● Task
Pull out every line of the data below and reproduce each one word for word.
* START Input for this task *
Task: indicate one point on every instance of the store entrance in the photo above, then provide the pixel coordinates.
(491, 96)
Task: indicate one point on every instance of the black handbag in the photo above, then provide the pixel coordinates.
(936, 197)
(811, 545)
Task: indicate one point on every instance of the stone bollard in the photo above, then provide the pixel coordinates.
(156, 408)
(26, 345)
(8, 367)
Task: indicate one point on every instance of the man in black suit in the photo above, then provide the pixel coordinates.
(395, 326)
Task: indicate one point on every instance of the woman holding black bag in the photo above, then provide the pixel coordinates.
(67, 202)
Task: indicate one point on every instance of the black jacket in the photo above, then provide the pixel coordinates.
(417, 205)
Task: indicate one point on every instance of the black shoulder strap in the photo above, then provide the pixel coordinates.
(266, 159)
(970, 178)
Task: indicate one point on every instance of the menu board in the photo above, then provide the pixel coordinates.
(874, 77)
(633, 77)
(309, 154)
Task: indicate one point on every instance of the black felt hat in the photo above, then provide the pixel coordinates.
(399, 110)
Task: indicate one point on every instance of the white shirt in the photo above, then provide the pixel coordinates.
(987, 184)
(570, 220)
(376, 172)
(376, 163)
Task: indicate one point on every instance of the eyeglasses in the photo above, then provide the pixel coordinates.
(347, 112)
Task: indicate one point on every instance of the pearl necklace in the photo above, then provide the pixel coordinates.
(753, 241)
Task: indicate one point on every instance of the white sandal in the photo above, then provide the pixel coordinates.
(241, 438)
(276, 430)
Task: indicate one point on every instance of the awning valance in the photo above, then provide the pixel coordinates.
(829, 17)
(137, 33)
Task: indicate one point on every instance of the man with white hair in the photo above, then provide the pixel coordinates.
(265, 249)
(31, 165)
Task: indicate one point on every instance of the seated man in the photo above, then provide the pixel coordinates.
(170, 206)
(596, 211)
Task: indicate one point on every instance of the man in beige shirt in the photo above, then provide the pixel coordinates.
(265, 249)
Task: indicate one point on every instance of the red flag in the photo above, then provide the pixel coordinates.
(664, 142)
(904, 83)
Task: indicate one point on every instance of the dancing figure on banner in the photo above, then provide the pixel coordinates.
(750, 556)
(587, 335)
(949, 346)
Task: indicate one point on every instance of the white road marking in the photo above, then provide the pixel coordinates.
* END Input for this task *
● Response to this exercise
Task: indicate one point on every instance of the store entrance in the photo above, then provide the pixel coordinates.
(491, 96)
Task: indicate one point on every instance of the black handbag in the photo above, then provide the pixel coordinates.
(936, 197)
(811, 545)
Task: indicate one point on every instance of the stone bollard in the photo above, then provide the pixel coordinates.
(156, 408)
(26, 345)
(8, 367)
Task: indicate one point on every instance of the man in black suit in the photo above, then provide the pixel coordinates.
(395, 326)
Task: indicate one point on every instance of the woman holding black bag in the photo above, then provide the pixel coordinates.
(67, 202)
Task: indicate one point on every instance of the black jacket in the photo above, then provide the pixel coordinates.
(417, 205)
Task: indicate one point on every instance of the black shoulder strap in the photo above, then provide the pixel coordinates.
(266, 159)
(970, 178)
Task: indicate one point on every instance of the menu board in the photo above, then provide the pixel coordinates.
(874, 77)
(633, 77)
(309, 154)
Task: indicate one point on every instance of the black felt hat in the photo above, then provide the pixel coordinates.
(399, 110)
Task: indicate one point on every instance of the white shirt in the photo above, then provide the pixel coordinates.
(987, 184)
(570, 220)
(376, 172)
(376, 163)
Task: indicate one point on every instance of the eyeglasses in the photo above, then provide the pixel coordinates.
(347, 112)
Task: indicate one point on every instance of the pearl necklace in the photo above, then provide the pixel coordinates.
(753, 241)
Task: indicate one point on every instance of the white sandal in the photo above, then provide the pixel coordinates.
(241, 438)
(276, 430)
Task: indicate one point on every instance of the awning valance in the photo above, then provide the pixel coordinates.
(829, 17)
(137, 33)
Task: indicate one point on every instance of the man with white hair in the photo above, then provide the pixel coordinates.
(265, 249)
(31, 165)
Task: indicate one point on every instance of the seated man in the photo above, then provide the pixel coordinates.
(170, 206)
(596, 211)
Task: indicate one point on every instance of the man in beige shirt in the photo above, then provide the pixel coordinates.
(265, 249)
Task: indicate one point on every instance of the red flag in the photo above, then provide the pixel coordinates.
(664, 142)
(904, 83)
Task: indicate one point on every instance of the dancing figure on banner in the photo above, then provide the pixel coordinates.
(750, 556)
(587, 335)
(949, 346)
Task: indicate one point on every instance of the white road marking in the photo above, then provide the pixel coordinates.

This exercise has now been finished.